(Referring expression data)
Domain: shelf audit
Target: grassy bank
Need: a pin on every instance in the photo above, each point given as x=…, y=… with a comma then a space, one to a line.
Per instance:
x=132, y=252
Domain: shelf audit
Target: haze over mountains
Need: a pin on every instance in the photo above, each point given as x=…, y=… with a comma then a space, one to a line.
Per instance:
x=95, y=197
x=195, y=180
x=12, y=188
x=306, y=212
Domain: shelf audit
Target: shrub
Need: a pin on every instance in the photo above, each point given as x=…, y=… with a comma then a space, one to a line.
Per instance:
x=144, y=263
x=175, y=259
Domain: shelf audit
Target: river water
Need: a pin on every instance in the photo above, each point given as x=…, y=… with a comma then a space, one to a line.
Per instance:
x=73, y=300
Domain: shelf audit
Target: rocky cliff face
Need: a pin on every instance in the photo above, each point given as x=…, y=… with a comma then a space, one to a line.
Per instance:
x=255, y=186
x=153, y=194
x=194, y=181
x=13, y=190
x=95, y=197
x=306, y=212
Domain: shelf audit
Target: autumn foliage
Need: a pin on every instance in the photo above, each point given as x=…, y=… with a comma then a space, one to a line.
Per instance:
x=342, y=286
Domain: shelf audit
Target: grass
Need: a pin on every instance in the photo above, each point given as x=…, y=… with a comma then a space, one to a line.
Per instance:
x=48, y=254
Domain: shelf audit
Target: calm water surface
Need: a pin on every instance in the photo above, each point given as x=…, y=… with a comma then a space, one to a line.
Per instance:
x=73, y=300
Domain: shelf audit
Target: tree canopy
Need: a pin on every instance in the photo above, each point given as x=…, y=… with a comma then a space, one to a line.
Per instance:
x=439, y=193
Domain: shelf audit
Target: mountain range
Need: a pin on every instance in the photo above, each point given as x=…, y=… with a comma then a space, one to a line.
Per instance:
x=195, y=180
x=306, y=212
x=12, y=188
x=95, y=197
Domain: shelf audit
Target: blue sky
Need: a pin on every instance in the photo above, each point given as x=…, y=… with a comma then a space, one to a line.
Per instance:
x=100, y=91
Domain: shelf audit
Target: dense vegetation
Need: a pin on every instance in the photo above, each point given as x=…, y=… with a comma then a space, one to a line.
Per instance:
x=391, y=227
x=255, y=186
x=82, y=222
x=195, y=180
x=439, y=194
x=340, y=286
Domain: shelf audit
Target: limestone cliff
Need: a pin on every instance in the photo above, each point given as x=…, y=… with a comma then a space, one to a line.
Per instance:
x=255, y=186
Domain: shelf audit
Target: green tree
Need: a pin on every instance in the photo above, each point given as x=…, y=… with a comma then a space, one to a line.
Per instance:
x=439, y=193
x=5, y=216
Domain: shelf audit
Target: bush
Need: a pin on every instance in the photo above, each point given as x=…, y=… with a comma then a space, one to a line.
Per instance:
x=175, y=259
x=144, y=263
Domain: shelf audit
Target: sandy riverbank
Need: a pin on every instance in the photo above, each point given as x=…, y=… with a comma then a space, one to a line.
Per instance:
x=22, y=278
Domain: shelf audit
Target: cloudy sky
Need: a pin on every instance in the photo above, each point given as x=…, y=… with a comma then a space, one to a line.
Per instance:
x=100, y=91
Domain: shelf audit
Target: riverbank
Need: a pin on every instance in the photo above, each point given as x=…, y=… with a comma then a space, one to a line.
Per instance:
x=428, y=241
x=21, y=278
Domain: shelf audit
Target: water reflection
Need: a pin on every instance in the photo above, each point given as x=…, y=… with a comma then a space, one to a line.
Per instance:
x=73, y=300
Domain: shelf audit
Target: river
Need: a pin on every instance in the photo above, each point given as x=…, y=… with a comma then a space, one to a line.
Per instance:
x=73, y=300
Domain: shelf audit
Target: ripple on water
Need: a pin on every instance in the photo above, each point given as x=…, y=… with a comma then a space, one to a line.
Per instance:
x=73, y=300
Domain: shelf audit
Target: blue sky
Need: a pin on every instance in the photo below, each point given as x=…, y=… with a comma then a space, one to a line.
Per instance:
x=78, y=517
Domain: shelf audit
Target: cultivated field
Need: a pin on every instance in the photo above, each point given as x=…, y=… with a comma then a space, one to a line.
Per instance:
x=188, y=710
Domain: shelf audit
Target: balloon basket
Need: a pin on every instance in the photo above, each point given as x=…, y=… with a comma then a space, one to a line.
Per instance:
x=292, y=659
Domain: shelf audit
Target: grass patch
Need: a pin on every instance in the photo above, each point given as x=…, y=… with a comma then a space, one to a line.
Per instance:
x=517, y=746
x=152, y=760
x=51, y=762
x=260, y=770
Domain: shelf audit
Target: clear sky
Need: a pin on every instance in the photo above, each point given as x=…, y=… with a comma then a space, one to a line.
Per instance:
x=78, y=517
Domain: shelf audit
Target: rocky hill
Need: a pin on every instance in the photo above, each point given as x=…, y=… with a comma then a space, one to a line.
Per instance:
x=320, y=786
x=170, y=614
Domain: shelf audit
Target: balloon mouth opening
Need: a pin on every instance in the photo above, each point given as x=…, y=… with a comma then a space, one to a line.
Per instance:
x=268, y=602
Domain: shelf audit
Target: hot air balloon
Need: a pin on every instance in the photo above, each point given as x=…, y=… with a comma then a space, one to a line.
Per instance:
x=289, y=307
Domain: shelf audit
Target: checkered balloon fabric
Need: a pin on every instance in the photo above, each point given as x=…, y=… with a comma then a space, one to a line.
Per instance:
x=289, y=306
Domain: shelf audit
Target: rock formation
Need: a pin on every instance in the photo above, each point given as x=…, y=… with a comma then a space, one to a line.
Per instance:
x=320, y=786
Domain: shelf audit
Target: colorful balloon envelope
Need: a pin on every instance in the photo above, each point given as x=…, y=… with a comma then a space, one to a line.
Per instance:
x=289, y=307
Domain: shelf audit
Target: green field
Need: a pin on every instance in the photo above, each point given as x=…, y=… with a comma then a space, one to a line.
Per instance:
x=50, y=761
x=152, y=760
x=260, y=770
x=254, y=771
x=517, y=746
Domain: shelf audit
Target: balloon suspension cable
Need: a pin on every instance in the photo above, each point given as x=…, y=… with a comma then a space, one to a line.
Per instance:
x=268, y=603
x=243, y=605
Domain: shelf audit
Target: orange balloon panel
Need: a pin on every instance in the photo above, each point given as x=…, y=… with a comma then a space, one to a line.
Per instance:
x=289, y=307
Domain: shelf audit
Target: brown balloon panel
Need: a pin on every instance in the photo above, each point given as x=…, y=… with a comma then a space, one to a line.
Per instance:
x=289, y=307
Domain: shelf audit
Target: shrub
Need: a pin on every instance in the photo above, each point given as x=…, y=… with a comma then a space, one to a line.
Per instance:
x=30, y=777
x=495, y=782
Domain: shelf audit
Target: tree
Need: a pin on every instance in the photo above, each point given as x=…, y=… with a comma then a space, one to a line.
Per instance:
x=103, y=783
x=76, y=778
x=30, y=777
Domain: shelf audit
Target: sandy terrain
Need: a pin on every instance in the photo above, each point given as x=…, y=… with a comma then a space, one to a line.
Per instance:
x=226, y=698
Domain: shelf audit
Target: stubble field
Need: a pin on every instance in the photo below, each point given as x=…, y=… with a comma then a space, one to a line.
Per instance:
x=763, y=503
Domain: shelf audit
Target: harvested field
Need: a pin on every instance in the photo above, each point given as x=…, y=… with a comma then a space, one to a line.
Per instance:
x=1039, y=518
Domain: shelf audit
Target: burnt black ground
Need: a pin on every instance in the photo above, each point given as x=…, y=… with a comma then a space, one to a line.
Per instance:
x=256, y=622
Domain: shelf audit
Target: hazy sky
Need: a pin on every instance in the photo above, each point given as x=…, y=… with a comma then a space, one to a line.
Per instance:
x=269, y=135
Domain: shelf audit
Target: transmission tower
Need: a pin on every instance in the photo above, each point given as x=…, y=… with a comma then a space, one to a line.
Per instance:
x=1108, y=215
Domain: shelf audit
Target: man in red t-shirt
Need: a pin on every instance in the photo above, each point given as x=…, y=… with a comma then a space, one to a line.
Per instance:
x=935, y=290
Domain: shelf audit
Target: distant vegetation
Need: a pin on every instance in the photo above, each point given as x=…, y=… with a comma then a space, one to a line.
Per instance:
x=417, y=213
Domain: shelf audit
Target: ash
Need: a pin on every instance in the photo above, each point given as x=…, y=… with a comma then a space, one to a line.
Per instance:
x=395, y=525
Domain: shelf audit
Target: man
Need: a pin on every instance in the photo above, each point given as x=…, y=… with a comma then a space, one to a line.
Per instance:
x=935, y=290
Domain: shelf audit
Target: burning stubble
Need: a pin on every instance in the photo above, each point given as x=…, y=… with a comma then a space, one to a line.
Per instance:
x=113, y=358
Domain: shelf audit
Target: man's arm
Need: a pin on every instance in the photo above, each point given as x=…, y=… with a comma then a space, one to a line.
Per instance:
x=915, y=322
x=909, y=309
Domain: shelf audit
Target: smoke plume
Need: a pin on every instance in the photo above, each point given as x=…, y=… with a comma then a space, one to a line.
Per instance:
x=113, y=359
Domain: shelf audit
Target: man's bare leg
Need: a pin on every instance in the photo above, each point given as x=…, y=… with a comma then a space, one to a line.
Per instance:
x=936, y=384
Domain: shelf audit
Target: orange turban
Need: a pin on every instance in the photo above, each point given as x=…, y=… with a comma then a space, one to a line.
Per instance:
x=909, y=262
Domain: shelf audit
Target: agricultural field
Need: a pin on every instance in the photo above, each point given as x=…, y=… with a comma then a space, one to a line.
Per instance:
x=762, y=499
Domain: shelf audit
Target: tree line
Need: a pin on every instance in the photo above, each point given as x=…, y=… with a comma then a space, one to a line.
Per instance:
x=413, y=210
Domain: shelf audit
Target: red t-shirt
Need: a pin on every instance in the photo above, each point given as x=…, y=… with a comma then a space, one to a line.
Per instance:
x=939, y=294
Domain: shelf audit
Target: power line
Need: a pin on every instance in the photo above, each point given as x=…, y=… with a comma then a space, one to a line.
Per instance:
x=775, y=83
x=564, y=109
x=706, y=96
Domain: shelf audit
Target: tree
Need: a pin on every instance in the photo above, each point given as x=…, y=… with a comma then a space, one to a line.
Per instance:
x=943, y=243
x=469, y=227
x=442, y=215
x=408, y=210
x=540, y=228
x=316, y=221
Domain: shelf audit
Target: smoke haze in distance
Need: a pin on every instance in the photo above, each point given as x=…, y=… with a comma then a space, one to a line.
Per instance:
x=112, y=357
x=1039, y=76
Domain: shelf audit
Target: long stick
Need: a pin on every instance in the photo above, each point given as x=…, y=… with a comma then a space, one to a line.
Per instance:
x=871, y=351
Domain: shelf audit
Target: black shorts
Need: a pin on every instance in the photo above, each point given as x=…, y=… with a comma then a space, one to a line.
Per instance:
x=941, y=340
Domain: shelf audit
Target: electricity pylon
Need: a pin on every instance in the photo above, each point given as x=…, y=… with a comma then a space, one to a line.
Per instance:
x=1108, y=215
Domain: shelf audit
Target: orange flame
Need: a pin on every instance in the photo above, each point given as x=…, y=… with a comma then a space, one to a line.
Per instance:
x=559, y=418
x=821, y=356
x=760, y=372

* **Description of the task**
Search the records above for "sandy". Copy each line where it is found.

* **Your solution**
Target: sandy riverbank
Target: sandy terrain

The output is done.